**Your goal:**
Pull every line of the entries that has the word "rubber".

**Supplied data:**
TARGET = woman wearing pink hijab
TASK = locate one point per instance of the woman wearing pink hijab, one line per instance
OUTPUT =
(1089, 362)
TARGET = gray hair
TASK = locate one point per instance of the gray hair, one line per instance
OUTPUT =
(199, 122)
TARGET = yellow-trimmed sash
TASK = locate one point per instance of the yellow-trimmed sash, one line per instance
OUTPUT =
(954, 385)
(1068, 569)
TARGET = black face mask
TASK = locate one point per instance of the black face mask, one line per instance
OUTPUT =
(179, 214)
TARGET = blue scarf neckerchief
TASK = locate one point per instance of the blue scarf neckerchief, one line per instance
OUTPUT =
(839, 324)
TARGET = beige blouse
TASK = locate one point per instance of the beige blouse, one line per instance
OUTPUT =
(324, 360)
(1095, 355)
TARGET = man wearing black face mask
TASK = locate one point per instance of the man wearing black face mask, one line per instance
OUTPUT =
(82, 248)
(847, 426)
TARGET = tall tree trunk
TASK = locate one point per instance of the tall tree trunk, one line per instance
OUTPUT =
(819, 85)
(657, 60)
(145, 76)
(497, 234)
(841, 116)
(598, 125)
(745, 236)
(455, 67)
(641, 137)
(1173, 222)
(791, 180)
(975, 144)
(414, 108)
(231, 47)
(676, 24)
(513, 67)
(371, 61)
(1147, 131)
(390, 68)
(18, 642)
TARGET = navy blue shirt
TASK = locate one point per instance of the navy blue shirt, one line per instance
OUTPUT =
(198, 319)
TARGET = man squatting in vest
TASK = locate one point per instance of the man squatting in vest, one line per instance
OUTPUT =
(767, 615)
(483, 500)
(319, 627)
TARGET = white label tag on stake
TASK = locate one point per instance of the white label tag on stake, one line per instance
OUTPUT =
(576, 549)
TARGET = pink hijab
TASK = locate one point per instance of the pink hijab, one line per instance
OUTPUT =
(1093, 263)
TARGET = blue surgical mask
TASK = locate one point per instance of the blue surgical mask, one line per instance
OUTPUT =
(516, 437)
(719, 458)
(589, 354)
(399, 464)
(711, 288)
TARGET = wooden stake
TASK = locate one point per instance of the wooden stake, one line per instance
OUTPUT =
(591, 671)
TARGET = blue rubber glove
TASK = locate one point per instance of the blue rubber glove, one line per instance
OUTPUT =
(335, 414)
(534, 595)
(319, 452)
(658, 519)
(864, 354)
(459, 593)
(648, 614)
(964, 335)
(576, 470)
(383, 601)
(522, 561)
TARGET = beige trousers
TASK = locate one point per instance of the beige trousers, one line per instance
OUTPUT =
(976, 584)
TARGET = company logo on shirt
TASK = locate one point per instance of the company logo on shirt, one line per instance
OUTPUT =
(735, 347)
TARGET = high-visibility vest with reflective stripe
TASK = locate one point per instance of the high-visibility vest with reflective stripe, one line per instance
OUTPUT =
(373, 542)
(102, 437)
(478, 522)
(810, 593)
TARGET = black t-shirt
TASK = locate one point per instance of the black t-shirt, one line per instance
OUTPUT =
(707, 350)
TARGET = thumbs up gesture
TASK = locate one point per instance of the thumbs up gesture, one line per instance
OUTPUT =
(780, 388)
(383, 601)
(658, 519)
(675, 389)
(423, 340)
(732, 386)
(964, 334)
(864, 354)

**Exercise result:**
TARGET = blue rubber glove
TASK = locate one point per instance of the blue rubber glove, one line per instance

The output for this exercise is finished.